Please format the records below as a numbered list, leaving out any blank lines.

### [Supplied material]
________________________________________
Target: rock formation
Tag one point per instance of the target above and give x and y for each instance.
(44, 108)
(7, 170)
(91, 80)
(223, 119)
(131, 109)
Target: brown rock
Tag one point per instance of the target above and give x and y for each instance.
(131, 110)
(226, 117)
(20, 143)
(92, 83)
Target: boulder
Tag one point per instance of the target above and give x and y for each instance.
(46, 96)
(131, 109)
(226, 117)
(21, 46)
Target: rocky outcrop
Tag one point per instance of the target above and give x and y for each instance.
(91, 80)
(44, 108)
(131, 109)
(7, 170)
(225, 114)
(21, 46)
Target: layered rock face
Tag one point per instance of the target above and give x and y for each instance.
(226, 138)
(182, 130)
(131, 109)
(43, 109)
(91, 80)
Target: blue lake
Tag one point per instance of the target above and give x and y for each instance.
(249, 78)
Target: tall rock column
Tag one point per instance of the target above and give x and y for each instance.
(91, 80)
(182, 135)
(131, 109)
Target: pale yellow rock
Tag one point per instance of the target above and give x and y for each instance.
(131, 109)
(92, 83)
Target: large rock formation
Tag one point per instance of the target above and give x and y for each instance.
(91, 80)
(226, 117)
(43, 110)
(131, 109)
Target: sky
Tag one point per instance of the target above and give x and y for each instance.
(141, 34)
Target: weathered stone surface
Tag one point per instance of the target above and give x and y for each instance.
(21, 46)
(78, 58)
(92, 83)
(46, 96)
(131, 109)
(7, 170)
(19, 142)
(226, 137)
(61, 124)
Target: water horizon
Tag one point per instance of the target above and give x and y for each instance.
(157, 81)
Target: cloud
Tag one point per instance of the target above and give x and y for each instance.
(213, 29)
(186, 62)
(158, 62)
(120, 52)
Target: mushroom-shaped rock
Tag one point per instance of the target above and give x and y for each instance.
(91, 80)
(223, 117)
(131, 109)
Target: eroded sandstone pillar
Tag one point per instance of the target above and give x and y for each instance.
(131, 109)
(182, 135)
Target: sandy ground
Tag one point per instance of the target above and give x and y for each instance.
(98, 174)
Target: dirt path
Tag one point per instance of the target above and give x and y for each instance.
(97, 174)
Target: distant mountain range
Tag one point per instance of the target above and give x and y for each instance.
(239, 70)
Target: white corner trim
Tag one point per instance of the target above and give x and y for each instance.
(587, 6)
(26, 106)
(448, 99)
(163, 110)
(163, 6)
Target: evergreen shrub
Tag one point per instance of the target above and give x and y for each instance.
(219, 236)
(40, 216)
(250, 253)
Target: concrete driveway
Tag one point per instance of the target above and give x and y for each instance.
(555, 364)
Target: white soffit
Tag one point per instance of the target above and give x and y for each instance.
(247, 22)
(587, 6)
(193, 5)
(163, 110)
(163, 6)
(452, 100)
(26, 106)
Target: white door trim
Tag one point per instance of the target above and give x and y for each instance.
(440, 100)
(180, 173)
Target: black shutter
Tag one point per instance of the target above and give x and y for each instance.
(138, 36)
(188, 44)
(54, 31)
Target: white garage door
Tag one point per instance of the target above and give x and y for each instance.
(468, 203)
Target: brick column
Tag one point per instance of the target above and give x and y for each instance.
________________________________________
### [Exercise output]
1. Target: rock formation
2. Tag one point per instance of the target above and give x and y for each instance.
3. (44, 108)
4. (7, 170)
5. (91, 80)
6. (223, 119)
7. (131, 109)
8. Target: brown rock
9. Tag one point per instance of the target above and give x and y for each instance.
10. (131, 110)
11. (226, 117)
12. (20, 143)
13. (92, 83)
14. Target: boulder
15. Tag one point per instance of the target above and give x and y for each instance.
16. (46, 96)
17. (131, 109)
18. (226, 117)
19. (21, 46)
20. Target: rocky outcrop
21. Tag one point per instance of the target above and give x and y for each instance.
22. (91, 80)
23. (44, 108)
24. (131, 109)
25. (7, 170)
26. (225, 114)
27. (21, 46)
28. Target: layered rock face
29. Tag one point per instance of the target above and give x and y for each instance.
30. (226, 138)
31. (182, 130)
32. (131, 109)
33. (43, 109)
34. (91, 80)
35. Target: blue lake
36. Tag one point per instance of the target above and give x and y for each instance.
37. (249, 78)
38. Target: tall rock column
39. Tag one point per instance of the target above and give x and y for each instance.
40. (91, 80)
41. (182, 135)
42. (131, 109)
43. Target: pale yellow rock
44. Tag one point per instance of the target above and give x and y for each instance.
45. (131, 109)
46. (92, 83)
47. Target: large rock formation
48. Tag one point per instance of the target above and give x and y for each instance.
49. (91, 80)
50. (226, 117)
51. (43, 110)
52. (131, 109)
53. Target: sky
54. Tag one point per instance of the target above and give x and y for each instance.
55. (141, 34)
56. Target: weathered stone surface
57. Tag one point per instance of the target above and give x and y for each instance.
58. (21, 46)
59. (78, 58)
60. (92, 83)
61. (46, 96)
62. (131, 109)
63. (7, 170)
64. (19, 142)
65. (226, 137)
66. (61, 124)
67. Target: water horizon
68. Tag one point per instance of the target above and give x and y for each instance.
69. (157, 81)
70. Target: cloud
71. Tag one point per instance of the target above and give x and y for each instance.
72. (213, 29)
73. (186, 62)
74. (158, 62)
75. (120, 52)
76. Target: mushroom-shaped rock
77. Tag one point per instance of the target above and give x and y for each instance.
78. (91, 80)
79. (223, 117)
80. (131, 109)
81. Target: eroded sandstone pillar
82. Tag one point per instance of the target above and give x and y for each instance.
83. (131, 109)
84. (182, 135)
85. Target: sandy ground
86. Tag one point per instance of the target above and give x and y for each instance.
87. (98, 174)
88. Target: dirt path
89. Tag one point per instance of the target above and give x and y for each instance.
90. (97, 174)
91. Target: distant mountain range
92. Tag one point per instance of the target above and give x and y for each instance.
93. (239, 70)
94. Target: white corner trim
95. Tag one point per instance of the target above and give x and y for each instance.
96. (587, 6)
97. (26, 106)
98. (448, 99)
99. (163, 110)
100. (163, 6)
101. Target: evergreen shrub
102. Tag one point per instance of the target above and give x and y for each instance.
103. (219, 236)
104. (40, 216)
105. (250, 253)
106. Target: concrete driveway
107. Tag one point per instance of the target above and give x and y for each instance.
108. (555, 364)
109. Target: white soffit
110. Tag one point per instance of the target above and give x and y for each instance.
111. (247, 22)
112. (587, 6)
113. (193, 5)
114. (163, 110)
115. (163, 6)
116. (452, 100)
117. (26, 106)
118. Target: white door trim
119. Tag one point per instance of the target above and give x and y for each instance.
120. (440, 100)
121. (180, 173)
122. Target: black shutter
123. Tag one point per instance of the target above and give x and y for each instance.
124. (138, 36)
125. (188, 44)
126. (54, 31)
127. Target: white garage door
128. Tag one point per instance of the target above and give x and y for each instance.
129. (468, 203)
130. Target: brick column
131. Tag one point per instance of the target above and give x and y for each instance.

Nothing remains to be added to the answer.